> **İstenen**
Listede "In this exercise you will spot each instance of the short" ifadesini içeren satırla başlayıp listenin sonuna kadar uzanan bölümün tüm satırlarını, iki uç satır da dahil olmak üzere, eksiksiz yeniden yazın ve yalnızca bu satırları verin. Bu satırlarda yalnızca yanıtlardaki koordinatları değiştirin: her birini 2,1 ile çarparak ölçekleyin ve buçukları yukarı yuvarlayarak tam sayıya getirin.

> **Verilen malzeme**

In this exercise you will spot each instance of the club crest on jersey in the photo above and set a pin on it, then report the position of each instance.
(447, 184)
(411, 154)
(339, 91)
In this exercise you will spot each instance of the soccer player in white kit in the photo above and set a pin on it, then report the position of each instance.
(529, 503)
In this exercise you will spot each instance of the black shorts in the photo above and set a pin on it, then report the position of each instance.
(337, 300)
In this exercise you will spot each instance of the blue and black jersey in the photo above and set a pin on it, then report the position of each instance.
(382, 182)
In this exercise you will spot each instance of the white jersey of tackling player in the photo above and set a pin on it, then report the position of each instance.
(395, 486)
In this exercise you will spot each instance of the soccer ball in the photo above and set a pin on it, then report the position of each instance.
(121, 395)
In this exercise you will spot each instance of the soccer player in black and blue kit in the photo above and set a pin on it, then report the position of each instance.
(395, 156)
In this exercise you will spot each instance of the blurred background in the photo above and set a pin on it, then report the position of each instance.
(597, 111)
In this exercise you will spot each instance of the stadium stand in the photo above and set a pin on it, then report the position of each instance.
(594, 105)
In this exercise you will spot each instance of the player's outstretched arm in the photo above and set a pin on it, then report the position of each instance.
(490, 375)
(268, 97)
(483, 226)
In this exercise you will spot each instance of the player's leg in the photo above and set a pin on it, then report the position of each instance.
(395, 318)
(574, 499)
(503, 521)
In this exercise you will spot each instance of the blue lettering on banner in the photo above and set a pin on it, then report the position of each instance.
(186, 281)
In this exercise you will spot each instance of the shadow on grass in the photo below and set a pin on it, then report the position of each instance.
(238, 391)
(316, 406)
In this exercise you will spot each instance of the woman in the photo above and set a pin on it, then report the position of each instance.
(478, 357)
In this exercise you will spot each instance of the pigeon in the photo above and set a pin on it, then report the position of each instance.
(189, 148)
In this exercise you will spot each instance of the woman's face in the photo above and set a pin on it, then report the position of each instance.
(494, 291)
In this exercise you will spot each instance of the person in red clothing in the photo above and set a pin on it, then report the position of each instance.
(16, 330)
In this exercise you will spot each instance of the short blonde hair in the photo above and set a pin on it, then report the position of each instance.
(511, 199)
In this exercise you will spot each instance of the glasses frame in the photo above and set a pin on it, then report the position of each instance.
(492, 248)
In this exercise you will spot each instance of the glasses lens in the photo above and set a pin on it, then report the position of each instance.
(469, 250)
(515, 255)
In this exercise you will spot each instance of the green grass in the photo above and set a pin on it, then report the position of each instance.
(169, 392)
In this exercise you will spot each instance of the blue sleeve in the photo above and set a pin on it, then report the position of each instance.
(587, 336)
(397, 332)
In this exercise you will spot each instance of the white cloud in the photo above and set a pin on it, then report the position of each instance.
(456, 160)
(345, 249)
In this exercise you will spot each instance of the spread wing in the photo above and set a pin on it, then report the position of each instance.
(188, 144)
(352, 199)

> **Alıştırma çıktısı**
In this exercise you will spot each instance of the short blonde hair in the photo above and set a pin on it, then report the position of each instance.
(1073, 418)
In this exercise you will spot each instance of the glasses frame in the photo above and set a pin on it, then report the position of each instance.
(1033, 521)
In this exercise you will spot each instance of the glasses lens in the photo above and set a pin on it, then report the position of each instance.
(985, 525)
(1082, 536)
In this exercise you will spot each instance of the green grass in the photo above and set a pin on it, then report the position of each instance.
(355, 823)
In this exercise you will spot each instance of the blue sleeve in the photo above and set a pin on it, then report the position of each instance.
(1233, 706)
(834, 697)
In this exercise you will spot each instance of the white cloud in the photo above and set a pin on it, then report the position of each instance.
(958, 336)
(725, 523)
In this exercise you will spot each instance of the spread wing in the photo above and set a pin on it, then report the position of each instance.
(395, 302)
(739, 418)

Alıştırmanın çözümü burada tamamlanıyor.